## TASK TO COMPLETE
Rewrite the stretch from the start of the rows through the line containing "<point>346,340</point>", putting "blue necktie" in place of "grey necktie" and changing nothing else.
·····
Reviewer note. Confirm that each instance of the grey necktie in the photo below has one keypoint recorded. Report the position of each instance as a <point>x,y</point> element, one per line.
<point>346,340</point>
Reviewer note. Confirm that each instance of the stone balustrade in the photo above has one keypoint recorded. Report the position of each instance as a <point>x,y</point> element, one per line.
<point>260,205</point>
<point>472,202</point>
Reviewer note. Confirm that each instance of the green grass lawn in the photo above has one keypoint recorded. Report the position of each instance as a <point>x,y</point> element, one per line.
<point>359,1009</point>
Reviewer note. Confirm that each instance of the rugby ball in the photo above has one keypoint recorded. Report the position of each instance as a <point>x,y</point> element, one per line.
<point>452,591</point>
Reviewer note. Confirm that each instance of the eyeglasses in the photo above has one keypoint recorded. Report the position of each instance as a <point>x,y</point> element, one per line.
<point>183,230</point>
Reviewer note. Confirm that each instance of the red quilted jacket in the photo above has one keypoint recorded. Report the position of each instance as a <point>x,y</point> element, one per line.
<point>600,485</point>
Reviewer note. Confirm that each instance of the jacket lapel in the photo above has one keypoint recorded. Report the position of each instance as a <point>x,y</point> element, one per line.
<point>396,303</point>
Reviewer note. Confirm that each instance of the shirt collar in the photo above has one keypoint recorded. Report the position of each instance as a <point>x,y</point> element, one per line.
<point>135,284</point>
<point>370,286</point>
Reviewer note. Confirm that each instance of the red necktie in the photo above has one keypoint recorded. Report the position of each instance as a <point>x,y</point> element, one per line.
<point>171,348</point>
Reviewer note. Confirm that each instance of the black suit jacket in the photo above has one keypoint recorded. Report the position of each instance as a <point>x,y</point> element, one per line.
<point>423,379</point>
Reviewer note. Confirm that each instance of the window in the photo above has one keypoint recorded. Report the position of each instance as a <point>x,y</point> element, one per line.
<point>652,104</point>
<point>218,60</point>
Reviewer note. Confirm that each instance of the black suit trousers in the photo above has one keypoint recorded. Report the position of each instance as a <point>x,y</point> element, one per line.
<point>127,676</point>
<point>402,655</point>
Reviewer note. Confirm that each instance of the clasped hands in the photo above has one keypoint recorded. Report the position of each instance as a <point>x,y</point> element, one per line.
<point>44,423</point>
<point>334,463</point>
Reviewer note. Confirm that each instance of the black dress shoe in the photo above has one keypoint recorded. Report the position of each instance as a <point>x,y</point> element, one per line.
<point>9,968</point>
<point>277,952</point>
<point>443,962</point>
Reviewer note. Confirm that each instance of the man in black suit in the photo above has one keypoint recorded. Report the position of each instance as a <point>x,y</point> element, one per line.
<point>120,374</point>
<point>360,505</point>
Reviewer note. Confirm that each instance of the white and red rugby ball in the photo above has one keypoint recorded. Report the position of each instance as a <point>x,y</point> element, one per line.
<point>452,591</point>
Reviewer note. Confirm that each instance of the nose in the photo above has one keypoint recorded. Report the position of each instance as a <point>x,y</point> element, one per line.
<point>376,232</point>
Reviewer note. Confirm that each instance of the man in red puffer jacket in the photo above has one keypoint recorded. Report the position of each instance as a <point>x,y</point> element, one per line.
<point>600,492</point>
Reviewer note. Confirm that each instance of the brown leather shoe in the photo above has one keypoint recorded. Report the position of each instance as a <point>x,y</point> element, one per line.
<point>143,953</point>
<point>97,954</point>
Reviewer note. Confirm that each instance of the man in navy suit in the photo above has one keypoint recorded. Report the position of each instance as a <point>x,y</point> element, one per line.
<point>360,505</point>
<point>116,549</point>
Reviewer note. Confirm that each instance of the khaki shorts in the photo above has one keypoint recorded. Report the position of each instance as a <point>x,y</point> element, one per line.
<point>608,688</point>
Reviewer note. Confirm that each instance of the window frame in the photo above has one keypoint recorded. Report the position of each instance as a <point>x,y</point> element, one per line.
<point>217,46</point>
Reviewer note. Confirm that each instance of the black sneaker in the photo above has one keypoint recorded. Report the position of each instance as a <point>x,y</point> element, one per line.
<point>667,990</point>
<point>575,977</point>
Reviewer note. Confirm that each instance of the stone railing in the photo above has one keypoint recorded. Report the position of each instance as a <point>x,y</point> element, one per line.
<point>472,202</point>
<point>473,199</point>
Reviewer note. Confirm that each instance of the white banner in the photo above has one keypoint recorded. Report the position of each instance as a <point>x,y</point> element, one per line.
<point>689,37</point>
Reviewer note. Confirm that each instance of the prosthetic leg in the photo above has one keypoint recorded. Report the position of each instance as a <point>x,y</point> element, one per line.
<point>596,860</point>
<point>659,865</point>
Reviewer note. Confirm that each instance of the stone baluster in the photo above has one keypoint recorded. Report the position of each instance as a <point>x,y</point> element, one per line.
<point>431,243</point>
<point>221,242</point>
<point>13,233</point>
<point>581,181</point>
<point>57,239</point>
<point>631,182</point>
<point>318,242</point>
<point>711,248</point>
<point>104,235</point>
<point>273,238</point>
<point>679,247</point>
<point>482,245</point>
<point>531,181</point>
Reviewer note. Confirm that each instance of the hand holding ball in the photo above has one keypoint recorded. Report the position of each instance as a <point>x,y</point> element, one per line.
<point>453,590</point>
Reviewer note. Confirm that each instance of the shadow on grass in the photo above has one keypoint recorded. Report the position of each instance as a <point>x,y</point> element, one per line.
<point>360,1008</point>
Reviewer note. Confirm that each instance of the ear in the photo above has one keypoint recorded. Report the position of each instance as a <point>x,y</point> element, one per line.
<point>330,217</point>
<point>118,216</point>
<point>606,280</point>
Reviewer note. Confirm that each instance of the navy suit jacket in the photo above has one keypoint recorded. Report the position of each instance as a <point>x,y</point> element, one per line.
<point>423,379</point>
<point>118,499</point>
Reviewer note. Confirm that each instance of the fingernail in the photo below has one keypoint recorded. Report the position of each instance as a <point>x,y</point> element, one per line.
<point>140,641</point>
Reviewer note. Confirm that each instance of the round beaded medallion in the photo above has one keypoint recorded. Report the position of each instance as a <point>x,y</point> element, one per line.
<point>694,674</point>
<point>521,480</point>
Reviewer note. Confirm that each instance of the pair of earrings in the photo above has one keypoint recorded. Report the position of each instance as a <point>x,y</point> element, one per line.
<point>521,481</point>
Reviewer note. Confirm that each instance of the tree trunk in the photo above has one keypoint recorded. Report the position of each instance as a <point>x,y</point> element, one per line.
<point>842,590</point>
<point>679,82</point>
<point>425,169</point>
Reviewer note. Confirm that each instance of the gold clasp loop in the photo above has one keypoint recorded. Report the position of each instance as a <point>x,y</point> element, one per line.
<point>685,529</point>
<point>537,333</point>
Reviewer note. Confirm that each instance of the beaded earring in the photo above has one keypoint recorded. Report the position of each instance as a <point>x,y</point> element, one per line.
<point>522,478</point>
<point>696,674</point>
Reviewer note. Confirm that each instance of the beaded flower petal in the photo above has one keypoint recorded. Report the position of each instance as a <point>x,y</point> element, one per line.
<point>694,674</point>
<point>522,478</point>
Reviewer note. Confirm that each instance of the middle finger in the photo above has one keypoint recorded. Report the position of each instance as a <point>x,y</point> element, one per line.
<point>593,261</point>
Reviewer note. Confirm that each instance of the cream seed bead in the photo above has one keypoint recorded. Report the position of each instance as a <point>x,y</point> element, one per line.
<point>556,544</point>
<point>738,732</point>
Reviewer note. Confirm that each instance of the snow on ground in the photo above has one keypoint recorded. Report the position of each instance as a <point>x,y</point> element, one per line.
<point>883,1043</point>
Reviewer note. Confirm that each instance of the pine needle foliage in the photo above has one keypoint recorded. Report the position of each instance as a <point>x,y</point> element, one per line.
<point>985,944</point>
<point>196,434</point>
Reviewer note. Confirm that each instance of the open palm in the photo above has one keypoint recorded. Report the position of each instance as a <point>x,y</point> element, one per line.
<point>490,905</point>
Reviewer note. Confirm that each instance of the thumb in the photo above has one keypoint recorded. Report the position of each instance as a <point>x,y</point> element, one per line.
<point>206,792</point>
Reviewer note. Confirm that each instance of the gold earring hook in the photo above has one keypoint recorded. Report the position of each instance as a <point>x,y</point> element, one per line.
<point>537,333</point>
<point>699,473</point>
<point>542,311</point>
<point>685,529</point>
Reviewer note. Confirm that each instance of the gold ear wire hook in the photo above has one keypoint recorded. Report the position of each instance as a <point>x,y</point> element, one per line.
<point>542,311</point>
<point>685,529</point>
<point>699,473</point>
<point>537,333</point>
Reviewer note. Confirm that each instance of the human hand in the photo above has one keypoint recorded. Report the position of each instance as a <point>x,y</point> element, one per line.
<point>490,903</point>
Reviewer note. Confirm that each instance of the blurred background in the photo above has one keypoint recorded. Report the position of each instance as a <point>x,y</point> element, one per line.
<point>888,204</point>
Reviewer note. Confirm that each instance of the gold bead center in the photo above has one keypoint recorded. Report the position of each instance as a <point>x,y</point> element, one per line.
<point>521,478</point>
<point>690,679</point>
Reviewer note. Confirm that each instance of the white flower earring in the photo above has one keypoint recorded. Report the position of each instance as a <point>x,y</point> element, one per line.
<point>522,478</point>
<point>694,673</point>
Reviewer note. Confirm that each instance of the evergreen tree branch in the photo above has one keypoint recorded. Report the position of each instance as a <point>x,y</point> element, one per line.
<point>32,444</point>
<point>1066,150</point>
·····
## EXERCISE RESPONSE
Reviewer note. Confirm that each instance of the blue necktie in the photo below has one keypoint recorded. Report the position of each instance as a <point>x,y</point> element, one per line.
<point>346,340</point>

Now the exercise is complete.